In conformità con la “Direttiva Quadro Rifiuti” 2008/98/CE, entro il 1° gennaio del 2025 i Paesi membri dell’UE devono istituire sistemi di raccolta differenziata per i tessuti usati e di scarto (in Italia sono già attivi dal 1° gennaio 2022 in accordo al Decreto Legislativo 116/2020). Parallelamente, è necessario potenziare la capacità di selezione dei tessili alla fonte, al fine di poterli avviare al miglior destino ed evitare gli impatti sopra menzionati. Inoltre, il sistema di gestione dei rifiuti e la loro esportazione richiedono un rafforzamento dei controlli affinché non si creino canali attraverso cui i rifiuti possano essere inviati in Paesi con normative ambientali meno stringenti.

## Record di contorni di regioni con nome
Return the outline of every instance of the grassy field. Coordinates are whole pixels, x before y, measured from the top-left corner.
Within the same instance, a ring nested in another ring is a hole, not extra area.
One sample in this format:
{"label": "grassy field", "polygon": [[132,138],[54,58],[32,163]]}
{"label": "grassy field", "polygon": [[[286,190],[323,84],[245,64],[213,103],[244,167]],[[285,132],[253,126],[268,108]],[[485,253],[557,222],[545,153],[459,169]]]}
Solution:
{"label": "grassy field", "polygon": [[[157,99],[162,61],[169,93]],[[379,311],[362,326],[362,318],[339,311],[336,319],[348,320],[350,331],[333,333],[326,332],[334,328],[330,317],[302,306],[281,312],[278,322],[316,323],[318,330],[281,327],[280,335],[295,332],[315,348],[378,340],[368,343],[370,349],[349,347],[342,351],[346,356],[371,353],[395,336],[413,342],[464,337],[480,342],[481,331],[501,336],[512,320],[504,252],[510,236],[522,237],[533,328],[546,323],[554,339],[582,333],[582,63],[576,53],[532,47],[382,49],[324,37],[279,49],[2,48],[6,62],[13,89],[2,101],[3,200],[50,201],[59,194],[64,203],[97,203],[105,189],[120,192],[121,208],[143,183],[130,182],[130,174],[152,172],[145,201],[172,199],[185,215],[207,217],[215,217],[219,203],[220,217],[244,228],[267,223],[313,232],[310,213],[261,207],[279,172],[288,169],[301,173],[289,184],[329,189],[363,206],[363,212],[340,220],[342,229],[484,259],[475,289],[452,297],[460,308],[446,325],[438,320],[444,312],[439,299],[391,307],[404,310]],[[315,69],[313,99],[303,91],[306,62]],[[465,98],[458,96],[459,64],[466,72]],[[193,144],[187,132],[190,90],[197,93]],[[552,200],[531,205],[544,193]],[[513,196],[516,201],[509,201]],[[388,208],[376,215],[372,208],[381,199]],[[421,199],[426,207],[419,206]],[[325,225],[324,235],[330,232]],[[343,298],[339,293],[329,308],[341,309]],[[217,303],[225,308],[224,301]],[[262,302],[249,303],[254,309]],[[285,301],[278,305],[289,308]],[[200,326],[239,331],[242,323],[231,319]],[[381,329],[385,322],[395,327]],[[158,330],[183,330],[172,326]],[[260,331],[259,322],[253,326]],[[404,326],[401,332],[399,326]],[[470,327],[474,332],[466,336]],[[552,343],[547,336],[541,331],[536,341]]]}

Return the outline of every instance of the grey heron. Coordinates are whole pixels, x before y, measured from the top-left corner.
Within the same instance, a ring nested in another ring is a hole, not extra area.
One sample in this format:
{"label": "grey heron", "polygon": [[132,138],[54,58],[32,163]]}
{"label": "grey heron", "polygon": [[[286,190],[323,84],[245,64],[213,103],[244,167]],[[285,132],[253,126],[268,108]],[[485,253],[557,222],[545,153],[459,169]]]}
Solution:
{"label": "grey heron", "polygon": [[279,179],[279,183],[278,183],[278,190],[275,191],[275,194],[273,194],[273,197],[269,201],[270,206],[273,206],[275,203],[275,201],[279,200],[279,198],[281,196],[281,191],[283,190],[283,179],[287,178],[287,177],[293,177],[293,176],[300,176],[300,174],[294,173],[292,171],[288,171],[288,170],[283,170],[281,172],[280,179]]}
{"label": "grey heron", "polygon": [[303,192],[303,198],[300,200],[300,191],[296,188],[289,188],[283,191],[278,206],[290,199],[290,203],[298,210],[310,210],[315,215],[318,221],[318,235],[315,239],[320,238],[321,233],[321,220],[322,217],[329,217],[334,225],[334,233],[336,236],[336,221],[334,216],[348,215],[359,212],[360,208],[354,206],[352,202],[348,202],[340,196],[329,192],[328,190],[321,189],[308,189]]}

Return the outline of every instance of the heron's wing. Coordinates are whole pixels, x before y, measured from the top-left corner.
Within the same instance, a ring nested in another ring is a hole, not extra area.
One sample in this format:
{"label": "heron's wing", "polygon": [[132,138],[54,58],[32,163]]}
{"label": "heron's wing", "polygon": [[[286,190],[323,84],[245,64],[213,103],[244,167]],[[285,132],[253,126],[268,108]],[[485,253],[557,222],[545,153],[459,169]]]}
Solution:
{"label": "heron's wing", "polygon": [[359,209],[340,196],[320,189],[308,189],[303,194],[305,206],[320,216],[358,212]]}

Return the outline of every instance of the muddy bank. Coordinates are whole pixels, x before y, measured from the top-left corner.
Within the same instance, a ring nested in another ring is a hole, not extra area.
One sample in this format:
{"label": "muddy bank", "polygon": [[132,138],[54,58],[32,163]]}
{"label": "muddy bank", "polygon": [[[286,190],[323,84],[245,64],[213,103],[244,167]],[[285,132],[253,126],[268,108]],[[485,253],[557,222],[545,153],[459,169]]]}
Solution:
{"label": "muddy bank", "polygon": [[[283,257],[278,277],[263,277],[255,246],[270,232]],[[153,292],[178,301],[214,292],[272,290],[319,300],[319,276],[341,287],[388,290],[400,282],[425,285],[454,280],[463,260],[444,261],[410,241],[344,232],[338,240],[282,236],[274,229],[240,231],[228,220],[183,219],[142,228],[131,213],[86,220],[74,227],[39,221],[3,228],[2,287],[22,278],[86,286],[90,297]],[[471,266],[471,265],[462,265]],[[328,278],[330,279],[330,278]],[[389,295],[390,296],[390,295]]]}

## ESERCIZI DA SVOLGERE
**1)** Trascrivi dall'estratto sui rifiuti tessili il passo che comincia dalle parole "In conformità con" e termina dopo le parole "ambientali meno stringenti.".
**2)** Rispondi a queste domande in base all'estratto sui rifiuti tessili.
(a) Entro quale data i Paesi membri dell'UE devono istituire sistemi di raccolta differenziata per i tessuti usati e di scarto?
(b) Secondo quale decreto legislativo questi sistemi sono attivi in Italia dal 1° gennaio 2022?
(c) Verso quali Paesi i controlli rafforzati devono impedire che i rifiuti vengano inviati?
I record non hanno alcun legame con l'estratto.

## SOLUZIONI PROPOSTE
**1)**
In conformità con la “Direttiva Quadro Rifiuti” 2008/98/CE, entro il 1° gennaio del 2025 i Paesi membri dell’UE devono istituire sistemi di raccolta differenziata per i tessuti usati e di scarto (in Italia sono già attivi dal 1° gennaio 2022 in accordo al Decreto Legislativo 116/2020). Parallelamente, è necessario potenziare la capacità di selezione dei tessili alla fonte, al fine di poterli avviare al miglior destino ed evitare gli impatti sopra menzionati. Inoltre, il sistema di gestione dei rifiuti e la loro esportazione richiedono un rafforzamento dei controlli affinché non si creino canali attraverso cui i rifiuti possano essere inviati in Paesi con normative ambientali meno stringenti.

**2)**
(a) Entro il 1° gennaio del 2025.
(b) Il Decreto Legislativo 116/2020.
(c) Verso Paesi con normative ambientali meno stringenti.